INSTRUCTIONS TO FOLLOW: Every record should be written out again in full, with no character altered.

INPUT FOR THIS TASK:
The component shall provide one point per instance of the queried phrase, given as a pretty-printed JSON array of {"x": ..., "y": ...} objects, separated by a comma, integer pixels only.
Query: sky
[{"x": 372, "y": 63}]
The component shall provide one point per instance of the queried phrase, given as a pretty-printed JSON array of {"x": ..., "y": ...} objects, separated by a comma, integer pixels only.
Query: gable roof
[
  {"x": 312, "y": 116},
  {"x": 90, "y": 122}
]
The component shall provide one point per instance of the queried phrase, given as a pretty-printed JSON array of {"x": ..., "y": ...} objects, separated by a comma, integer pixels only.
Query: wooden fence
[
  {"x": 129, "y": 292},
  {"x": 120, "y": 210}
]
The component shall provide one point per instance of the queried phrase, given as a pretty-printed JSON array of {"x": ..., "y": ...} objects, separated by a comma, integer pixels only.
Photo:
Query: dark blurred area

COMPLETED TASK:
The component shall provide one point per instance of the queried phrase, given as a pretty-printed JSON array of {"x": ..., "y": ...} objects, separated by a comma, integer pixels only.
Query: sky
[{"x": 372, "y": 63}]
The component shall provide one point per instance of the queried phrase, given as a pretty-printed JSON array of {"x": ..., "y": ...} objects, separated by a comma, integer pixels only.
Query: gable roof
[
  {"x": 312, "y": 116},
  {"x": 90, "y": 122}
]
The component shall provide one point per instance of the queried phrase, given as a pretty-printed JSON array of {"x": ..., "y": ...} objects, separated by a comma, integer pixels only.
Query: wooden fence
[
  {"x": 129, "y": 292},
  {"x": 120, "y": 210}
]
The component shall provide one point per instance of the queried phrase, given as a pretty-printed JSON array of {"x": ..., "y": ...} objects, separated by a comma, integer pixels only.
Photo:
Query: dark blurred area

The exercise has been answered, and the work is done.